* [WHAT THE TASK ASKS]:
Copy out every line from the one containing "Goal: identify sink basin" through the one containing "[302,226,327,274]", inclusive, including the lines with no coordinates. Shift each bounding box coordinate up by 136 and leave all other text as it is.

* [WORKING DATA]:
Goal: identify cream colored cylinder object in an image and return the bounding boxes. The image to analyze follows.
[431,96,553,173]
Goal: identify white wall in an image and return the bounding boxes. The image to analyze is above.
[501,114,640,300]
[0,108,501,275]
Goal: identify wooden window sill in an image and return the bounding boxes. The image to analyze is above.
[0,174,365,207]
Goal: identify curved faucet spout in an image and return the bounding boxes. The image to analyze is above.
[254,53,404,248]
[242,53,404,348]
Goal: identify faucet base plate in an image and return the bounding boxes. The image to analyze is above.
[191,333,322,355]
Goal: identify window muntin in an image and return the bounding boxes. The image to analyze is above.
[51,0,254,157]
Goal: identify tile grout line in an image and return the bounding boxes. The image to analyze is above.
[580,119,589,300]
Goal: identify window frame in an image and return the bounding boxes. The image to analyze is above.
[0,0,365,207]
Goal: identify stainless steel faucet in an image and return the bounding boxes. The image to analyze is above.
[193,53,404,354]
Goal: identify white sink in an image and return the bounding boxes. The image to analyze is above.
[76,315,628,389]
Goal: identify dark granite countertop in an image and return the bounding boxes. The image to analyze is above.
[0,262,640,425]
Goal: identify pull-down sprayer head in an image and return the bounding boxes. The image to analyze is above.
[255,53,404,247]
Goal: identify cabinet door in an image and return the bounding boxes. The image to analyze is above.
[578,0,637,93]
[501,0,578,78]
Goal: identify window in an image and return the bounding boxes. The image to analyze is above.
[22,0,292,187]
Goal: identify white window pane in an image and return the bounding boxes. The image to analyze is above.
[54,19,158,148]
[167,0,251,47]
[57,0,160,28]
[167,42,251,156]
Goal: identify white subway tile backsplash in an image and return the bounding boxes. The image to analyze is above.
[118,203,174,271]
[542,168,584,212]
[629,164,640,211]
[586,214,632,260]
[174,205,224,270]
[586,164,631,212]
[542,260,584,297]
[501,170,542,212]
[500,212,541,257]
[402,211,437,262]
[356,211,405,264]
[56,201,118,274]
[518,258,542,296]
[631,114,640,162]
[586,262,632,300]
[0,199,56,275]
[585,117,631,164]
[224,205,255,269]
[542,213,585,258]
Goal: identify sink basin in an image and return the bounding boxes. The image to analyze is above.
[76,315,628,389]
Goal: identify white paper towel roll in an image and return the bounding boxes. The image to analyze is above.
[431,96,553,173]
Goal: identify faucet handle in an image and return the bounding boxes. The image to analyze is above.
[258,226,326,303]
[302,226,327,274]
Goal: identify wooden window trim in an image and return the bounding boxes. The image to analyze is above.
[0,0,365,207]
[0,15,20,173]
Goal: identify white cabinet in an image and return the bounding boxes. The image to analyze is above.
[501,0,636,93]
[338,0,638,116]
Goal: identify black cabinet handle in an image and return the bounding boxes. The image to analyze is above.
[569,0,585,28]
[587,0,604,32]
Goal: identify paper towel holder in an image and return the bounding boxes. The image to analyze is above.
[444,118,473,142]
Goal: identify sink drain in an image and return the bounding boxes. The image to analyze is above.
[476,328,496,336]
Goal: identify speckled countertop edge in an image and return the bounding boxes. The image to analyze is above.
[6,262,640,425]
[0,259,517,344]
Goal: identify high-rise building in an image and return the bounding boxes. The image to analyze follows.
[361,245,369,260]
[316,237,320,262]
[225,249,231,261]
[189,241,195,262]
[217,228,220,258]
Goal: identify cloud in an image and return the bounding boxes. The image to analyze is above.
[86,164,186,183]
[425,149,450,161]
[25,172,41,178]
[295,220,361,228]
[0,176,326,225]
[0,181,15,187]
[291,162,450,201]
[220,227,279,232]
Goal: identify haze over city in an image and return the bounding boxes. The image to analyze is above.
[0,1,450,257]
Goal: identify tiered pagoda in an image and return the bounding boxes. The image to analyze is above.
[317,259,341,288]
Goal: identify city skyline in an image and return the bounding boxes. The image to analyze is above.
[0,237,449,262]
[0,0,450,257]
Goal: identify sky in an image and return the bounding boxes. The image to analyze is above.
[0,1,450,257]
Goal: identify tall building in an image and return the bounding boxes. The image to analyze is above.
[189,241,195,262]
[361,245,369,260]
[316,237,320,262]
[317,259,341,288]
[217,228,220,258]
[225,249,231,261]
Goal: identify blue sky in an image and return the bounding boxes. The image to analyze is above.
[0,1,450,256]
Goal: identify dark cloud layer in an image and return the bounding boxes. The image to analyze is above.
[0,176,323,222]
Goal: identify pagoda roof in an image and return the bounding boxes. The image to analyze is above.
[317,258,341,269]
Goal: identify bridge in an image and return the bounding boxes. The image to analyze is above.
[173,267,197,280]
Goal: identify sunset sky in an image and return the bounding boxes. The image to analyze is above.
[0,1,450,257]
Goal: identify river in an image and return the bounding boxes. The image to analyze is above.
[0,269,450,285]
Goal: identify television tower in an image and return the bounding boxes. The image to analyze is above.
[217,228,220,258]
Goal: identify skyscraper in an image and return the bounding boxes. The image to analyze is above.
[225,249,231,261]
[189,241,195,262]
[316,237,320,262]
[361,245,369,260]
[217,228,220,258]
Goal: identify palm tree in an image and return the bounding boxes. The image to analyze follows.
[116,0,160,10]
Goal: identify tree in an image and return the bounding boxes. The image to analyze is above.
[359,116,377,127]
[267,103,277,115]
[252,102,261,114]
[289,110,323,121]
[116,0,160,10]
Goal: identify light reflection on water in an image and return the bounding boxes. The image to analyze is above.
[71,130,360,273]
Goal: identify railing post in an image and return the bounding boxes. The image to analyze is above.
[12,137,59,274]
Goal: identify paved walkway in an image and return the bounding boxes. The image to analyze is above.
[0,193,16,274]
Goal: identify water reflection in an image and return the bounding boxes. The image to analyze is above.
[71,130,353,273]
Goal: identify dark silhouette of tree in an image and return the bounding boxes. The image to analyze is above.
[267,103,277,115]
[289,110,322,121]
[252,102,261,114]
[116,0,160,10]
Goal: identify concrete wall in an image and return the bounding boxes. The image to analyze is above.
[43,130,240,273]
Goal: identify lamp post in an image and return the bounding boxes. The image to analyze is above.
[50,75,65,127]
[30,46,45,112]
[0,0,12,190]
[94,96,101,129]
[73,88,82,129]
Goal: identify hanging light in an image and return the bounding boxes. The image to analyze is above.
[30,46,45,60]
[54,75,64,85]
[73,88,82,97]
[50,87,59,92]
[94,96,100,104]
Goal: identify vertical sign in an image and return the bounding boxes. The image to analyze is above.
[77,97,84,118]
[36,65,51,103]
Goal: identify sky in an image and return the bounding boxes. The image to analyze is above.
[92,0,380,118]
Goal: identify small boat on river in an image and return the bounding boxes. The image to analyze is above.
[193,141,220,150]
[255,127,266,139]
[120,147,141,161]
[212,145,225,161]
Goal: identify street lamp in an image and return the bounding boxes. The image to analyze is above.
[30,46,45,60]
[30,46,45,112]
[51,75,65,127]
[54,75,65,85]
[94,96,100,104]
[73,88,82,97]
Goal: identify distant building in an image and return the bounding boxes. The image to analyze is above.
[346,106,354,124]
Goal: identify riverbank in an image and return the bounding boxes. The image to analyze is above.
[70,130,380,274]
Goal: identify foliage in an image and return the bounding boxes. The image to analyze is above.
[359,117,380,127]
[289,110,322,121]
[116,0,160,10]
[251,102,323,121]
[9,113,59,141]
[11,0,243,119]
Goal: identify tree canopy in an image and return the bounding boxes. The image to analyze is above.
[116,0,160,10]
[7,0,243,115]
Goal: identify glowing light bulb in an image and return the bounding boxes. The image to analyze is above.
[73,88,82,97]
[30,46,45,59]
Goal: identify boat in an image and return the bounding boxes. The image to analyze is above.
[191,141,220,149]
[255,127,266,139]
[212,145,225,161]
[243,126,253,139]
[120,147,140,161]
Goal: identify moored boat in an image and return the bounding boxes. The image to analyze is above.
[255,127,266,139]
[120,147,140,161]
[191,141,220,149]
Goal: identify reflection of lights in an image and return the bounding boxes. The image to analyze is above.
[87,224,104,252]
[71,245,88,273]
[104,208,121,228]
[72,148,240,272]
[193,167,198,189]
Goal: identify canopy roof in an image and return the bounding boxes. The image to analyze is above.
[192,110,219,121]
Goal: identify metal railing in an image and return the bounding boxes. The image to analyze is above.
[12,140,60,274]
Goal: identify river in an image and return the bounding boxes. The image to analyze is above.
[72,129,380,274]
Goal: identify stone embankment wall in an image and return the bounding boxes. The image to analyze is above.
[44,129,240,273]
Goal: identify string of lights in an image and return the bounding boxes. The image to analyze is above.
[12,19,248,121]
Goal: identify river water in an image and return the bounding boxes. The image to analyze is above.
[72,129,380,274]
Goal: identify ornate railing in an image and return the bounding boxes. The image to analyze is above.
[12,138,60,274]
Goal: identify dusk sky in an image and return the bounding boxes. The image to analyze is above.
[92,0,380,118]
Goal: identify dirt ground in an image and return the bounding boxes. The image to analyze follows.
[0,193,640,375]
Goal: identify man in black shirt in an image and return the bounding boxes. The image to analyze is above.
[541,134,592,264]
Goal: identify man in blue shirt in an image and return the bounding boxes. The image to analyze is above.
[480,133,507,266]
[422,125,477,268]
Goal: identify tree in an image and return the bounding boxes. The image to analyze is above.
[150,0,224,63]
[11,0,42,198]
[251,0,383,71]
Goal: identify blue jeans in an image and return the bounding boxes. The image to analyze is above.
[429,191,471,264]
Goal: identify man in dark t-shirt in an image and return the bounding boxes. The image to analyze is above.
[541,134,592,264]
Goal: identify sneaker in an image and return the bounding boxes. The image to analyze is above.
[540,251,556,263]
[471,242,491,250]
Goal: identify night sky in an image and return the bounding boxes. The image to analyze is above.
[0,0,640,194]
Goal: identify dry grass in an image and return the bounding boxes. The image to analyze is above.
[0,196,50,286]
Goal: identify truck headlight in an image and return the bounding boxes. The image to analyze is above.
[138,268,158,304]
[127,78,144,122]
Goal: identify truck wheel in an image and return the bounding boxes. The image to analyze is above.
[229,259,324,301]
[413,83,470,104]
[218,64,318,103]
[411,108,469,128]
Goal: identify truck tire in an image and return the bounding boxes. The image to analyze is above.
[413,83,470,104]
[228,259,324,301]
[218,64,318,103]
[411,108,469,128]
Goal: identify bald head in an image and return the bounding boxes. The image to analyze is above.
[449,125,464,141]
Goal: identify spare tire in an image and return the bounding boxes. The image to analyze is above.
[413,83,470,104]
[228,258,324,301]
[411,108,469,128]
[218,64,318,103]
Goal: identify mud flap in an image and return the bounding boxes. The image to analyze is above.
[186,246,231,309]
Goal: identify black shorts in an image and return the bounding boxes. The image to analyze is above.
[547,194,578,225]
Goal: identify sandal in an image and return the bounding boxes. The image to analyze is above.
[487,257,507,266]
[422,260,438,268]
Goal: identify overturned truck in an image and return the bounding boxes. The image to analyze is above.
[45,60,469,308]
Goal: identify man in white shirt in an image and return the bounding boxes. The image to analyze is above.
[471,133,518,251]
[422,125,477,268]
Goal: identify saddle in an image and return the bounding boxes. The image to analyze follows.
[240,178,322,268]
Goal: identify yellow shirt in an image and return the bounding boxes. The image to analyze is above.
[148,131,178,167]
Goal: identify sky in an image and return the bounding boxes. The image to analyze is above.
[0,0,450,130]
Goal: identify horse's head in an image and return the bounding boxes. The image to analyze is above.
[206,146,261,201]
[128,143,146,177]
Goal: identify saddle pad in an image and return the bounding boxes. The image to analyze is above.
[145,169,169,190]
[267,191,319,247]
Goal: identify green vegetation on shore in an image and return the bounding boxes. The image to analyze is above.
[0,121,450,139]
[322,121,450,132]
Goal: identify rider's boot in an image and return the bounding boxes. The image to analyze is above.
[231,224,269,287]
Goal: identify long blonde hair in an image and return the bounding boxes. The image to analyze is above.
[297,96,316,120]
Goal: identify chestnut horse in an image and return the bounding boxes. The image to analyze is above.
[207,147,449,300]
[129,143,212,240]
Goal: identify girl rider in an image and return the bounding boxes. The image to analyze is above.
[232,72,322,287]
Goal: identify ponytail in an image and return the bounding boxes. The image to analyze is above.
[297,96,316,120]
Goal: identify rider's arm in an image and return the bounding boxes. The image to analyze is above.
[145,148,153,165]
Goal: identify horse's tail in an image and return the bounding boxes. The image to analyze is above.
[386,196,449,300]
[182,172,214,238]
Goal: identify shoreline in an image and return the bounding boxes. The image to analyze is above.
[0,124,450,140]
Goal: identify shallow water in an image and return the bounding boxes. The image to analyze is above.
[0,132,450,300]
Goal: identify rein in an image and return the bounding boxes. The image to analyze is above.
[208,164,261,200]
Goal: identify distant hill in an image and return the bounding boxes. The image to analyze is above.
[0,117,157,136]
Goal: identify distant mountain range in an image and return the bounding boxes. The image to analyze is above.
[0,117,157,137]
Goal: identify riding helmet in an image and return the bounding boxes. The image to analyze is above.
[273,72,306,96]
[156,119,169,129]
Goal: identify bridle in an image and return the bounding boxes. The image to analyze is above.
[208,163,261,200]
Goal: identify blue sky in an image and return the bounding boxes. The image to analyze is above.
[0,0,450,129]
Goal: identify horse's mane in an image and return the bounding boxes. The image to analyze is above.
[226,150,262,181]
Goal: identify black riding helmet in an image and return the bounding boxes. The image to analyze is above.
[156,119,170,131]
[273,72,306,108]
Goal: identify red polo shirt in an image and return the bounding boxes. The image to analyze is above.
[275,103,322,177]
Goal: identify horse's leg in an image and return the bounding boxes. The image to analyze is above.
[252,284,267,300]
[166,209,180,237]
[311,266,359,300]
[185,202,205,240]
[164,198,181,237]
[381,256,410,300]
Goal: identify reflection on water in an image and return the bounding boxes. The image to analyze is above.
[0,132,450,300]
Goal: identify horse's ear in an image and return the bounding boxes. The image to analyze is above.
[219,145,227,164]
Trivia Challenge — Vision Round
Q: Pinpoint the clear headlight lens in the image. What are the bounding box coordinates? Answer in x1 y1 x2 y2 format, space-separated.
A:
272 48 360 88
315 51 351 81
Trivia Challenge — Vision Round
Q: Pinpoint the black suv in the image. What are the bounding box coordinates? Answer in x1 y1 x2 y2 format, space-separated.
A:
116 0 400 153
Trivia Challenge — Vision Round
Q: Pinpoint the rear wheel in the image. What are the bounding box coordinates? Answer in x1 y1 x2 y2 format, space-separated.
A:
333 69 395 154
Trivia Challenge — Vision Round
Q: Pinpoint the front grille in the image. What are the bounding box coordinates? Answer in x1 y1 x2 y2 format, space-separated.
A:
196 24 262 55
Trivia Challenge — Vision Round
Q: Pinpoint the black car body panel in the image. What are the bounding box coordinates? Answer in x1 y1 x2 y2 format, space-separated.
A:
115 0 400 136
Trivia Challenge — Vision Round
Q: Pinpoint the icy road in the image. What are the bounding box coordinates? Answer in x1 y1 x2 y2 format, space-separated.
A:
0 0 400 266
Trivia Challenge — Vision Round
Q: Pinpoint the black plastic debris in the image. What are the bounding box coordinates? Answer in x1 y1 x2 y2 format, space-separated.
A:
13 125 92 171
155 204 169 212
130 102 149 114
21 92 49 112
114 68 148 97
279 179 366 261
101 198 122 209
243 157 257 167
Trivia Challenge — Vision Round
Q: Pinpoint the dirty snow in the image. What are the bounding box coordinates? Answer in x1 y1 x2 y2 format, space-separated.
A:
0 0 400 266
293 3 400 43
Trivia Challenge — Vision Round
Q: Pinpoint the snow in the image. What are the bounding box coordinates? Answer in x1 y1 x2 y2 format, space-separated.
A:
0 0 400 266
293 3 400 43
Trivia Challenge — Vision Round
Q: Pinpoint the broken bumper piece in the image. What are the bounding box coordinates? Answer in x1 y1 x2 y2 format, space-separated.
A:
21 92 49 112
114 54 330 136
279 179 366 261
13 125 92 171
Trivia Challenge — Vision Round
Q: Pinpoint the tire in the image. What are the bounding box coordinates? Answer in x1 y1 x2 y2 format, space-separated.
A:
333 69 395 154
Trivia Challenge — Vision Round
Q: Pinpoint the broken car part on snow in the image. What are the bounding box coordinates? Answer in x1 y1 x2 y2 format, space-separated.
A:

* [FULL OUTPUT]:
Goal: identify sink basin in an image and return the bounding boxes. The image to analyze is above.
[212,451,764,525]
Goal: identify white paper towel roll in an image and return the bounding boxes. The image to analyze is above.
[567,232,689,309]
Goal: identify faucet handle in an image and return the bounding boxes. The image to analyze is above.
[394,362,462,439]
[438,362,463,410]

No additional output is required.